(Exercise material)
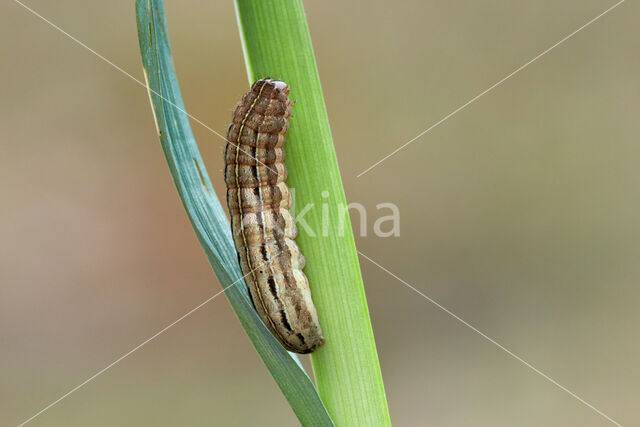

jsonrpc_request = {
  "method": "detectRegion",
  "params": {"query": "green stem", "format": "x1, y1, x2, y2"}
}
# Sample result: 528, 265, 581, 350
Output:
235, 0, 390, 426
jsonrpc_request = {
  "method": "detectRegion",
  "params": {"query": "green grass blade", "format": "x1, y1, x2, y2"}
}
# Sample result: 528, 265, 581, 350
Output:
136, 0, 333, 426
236, 0, 390, 426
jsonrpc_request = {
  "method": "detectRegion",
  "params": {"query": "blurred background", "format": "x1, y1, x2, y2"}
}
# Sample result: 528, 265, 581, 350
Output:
0, 0, 640, 426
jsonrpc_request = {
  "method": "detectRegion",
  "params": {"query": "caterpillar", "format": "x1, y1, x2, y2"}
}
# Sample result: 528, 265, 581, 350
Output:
224, 78, 324, 354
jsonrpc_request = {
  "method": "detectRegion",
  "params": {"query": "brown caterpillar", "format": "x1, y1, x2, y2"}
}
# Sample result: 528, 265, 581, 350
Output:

(What needs to be done) Reproduce all the items above, requests included but with the pictures omitted, and offset each bounding box coordinate in the outputs by adding 82 to it. Leave the sample results unchanged.

(Response below)
jsonrpc_request = {
  "method": "detectRegion",
  "params": {"query": "green stem", "format": "x1, y1, x2, y2"}
}
# Sample result: 528, 265, 581, 350
Output:
317, 82, 472, 508
jsonrpc_request = {
  "method": "detectRegion",
  "params": {"query": "green grass blade", "format": "x1, y1, x2, y2"}
}
# Sample result: 528, 265, 581, 350
Output:
218, 82, 415, 508
318, 82, 472, 508
jsonrpc_request = {
  "method": "detectRegion",
  "params": {"query": "blurred background", "format": "x1, y1, x2, y2"}
}
# Sample result: 528, 265, 581, 350
Output:
82, 82, 722, 508
jsonrpc_request = {
  "method": "detectRegion",
  "params": {"query": "caterpillar", "format": "x1, y1, x2, y2"}
}
# Sample result: 528, 265, 581, 350
Output:
306, 160, 406, 436
jsonrpc_request = {
  "method": "detectRegion",
  "params": {"query": "brown caterpillar", "format": "x1, y1, x2, y2"}
}
# Sample result: 528, 265, 581, 350
Output:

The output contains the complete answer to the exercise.